| GIVEN TASK 1 |
In the hotel agreements text, what caused the contractual annual owner's priority returns under the Sonesta agreement to rise in 2024 and 2023? Give the amounts of those increases.

- - -

As of December 31, 2024, all 206 of our hotels were managed by subsidiaries of the following companies: Sonesta (181 hotels), Hyatt (17 hotels), Radisson (seven hotels) and IHG (one hotel). As of December 31, 2024, our 742 service-focused retail net lease properties were leased by 177 tenants, including 175 travel centers leased to TA, our largest tenant.
Hotel Agreements
Sonesta Agreement. As of December 31, 2024, Sonesta managed 39 of our full service hotels, 100 of our extended stay hotels and 42 of our select service hotels pursuant to management agreements for all of the hotels, which we collectively refer to as our Sonesta agreement. The hotels Sonesta managed for us comprised approximately 50.0% of our total historical real estate investments.
We acquired one hotel in June 2023, and we and Sonesta added this hotel to our Sonesta agreement. We sold 14 and two Sonesta branded hotels during the years ended December 31, 2024 and 2023, respectively. See Note 3 for further information regarding our acquisition and disposition activities.
Our Sonesta agreement, which expires on January 31, 2037 and includes two 15-year renewal options, provides that we are paid an annual owner’s priority return if gross revenues of the hotels, after payment of hotel operating expenses and management and related fees (other than Sonesta’s incentive fee, if applicable), are sufficient to do so. The Sonesta agreement further provides that we are paid an additional return equal to 80% of the operating profits, as defined therein, after paying the owner’s priority return, reimbursing owner or manager advances, funding FF&E reserves and paying Sonesta’s incentive fee, if applicable. We do not have any security deposits or guarantees for our Sonesta hotels. We realized returns under our Sonesta agreement of $189,386, $226,181 and $196,721 during the years ended December 31, 2024, 2023 and 2022, respectively.
Our Sonesta agreement requires us to fund capital expenditures made at our hotels. We made capital expenditures for hotels included in our Sonesta agreement in an aggregate amount of $258,337 and $172,028 during the years ended December 31, 2024 and 2023, respectively, which resulted in increases in our contractual annual owner’s priority returns of $15,488 and $10,321, respectively. Our annual priority return under our Sonesta agreement as of December 31, 2024 was $356,172. We owed Sonesta $18,199 and $13,300 for capital expenditures and other reimbursements as of December 31, 2024 and 2023, respectively. Sonesta owed us $3,911 and $6,376 in owner’s priority returns and other amounts as of December 31, 2024 and 2023, respectively. Amounts due from Sonesta are included in due from related persons and amounts owed to Sonesta are included in due to related persons in our consolidated balance sheets. Our Sonesta agreement requires that 5% of the hotel gross revenues be escrowed for future capital expenditures as FF&E reserves, subject to available cash flows after payment of the owner’s priority returns due to us. No FF&E escrow deposits were required during any of the years ended December 31, 2024, 2023 or 2022.

- - -

| GIVEN TASK 2 |
State how many lines of the rows contain the string "player". Case counts. Give only the number.

- - -

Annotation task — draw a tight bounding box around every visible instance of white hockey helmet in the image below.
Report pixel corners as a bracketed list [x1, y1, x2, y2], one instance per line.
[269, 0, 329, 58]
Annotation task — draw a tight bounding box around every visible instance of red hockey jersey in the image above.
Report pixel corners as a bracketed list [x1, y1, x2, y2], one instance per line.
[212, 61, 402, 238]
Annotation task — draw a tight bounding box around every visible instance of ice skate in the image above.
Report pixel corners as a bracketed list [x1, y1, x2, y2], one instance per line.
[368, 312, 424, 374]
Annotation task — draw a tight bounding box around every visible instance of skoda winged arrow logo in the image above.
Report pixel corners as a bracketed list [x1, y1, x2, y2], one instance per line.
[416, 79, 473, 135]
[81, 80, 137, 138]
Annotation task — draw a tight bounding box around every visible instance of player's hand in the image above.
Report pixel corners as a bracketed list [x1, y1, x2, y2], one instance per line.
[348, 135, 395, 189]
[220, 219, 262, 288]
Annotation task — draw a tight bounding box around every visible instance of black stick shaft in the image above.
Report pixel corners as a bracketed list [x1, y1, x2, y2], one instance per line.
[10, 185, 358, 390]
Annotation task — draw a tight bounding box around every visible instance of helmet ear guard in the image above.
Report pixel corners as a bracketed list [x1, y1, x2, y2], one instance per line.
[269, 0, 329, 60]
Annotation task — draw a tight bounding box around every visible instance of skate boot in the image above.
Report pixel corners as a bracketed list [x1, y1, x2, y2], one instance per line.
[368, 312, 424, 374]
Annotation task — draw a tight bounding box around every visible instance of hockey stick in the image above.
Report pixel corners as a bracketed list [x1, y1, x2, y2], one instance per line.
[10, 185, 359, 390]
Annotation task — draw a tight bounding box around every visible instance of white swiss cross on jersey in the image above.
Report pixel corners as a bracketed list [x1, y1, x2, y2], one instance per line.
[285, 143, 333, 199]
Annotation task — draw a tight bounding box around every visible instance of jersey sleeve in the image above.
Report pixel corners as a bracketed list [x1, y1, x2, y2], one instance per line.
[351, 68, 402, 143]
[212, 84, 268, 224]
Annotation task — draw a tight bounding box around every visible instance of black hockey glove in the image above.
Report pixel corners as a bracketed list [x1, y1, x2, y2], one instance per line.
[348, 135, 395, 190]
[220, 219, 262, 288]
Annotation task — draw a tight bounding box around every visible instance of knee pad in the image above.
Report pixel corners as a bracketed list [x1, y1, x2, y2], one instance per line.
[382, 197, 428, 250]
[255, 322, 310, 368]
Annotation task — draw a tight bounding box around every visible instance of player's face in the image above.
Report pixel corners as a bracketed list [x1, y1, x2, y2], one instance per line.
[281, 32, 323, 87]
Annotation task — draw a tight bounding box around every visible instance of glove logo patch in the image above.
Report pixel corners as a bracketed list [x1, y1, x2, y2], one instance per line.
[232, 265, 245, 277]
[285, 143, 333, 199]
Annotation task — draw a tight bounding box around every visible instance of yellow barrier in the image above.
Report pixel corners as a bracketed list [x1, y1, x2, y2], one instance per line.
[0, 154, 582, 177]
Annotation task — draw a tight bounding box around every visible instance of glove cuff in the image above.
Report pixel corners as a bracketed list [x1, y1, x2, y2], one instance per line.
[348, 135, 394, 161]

- - -

| PROBLEM SOLUTION 1 |
The increases resulted from capital expenditures made at hotels included in the Sonesta agreement, which totaled $258,337 in 2024 and $172,028 in 2023. These expenditures raised the contractual annual owner's priority returns by $15,488 in 2024 and by $10,321 in 2023.

| PROBLEM SOLUTION 2 |
2